**ACTION ITEM**
Everything in the listing below must be set down again exactly.

**INFORMATION**

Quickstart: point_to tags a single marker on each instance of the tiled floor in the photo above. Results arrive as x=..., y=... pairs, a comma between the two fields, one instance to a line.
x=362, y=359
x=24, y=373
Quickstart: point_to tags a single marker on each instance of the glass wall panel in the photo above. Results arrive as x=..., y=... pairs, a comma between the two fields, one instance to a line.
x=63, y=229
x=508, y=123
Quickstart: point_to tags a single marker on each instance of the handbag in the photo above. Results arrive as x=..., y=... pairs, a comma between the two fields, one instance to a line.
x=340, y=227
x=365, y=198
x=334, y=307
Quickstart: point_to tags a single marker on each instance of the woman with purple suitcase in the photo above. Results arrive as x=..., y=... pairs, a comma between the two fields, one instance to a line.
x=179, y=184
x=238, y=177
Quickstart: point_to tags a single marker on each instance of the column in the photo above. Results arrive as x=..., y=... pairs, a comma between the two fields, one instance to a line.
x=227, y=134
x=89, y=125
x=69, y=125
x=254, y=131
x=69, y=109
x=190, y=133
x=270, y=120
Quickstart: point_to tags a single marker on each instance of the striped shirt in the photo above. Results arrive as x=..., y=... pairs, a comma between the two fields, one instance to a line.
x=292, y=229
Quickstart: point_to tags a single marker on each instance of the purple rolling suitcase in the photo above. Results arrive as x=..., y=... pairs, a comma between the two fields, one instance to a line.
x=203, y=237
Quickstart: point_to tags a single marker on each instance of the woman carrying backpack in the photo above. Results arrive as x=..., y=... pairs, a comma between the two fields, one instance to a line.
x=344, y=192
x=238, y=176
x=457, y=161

**TASK ANSWER**
Quickstart: point_to tags a single marker on each instance of the tiled floor in the photo above. Results arrive as x=..., y=... pairs, a comma between the two fields, one instance to a line.
x=362, y=359
x=24, y=373
Quickstart: point_to tags a single marker on each instance of the glass wall panel in the photo above. Results arrive as x=..., y=... pairs, a comma between the two fields, one instance to a line.
x=63, y=229
x=508, y=123
Quickstart: point_to tags a single marker on each instance of the handbag in the photo above. Results arrive as x=..., y=... pairs, a comma between the two fields, one instance to a line.
x=340, y=227
x=365, y=198
x=334, y=307
Quickstart: point_to tags a single marker on each instance of the woman with purple suitcase in the photo above. Results arrive as x=..., y=... pairs, a comma between the two fields, one instance to a line.
x=179, y=184
x=238, y=177
Quickstart: point_to tags a single marker on each instance of the column in the photo above. Results arrive as x=..., y=... pairs, a comma between the two fields, one instance to a line.
x=227, y=134
x=89, y=125
x=69, y=125
x=254, y=131
x=69, y=109
x=190, y=133
x=270, y=120
Quickstart: point_to tags a single marker on each instance of the striped shirt in the photo above. Results arrive as x=..., y=... pairs, a comma between the two fields, one instance to a line.
x=292, y=229
Quickstart: point_to tags a single marker on each instance of the purple rolling suitcase in the photo above. Results arrive as x=..., y=... pairs, a comma between the two fields, one instance to a line.
x=203, y=237
Quickstart: point_to tags a single marker on each instance of the woman carrying backpack in the photo above. Results arrive as x=..., y=... pairs, a comma between the two fields, one instance to a line.
x=344, y=192
x=238, y=176
x=457, y=161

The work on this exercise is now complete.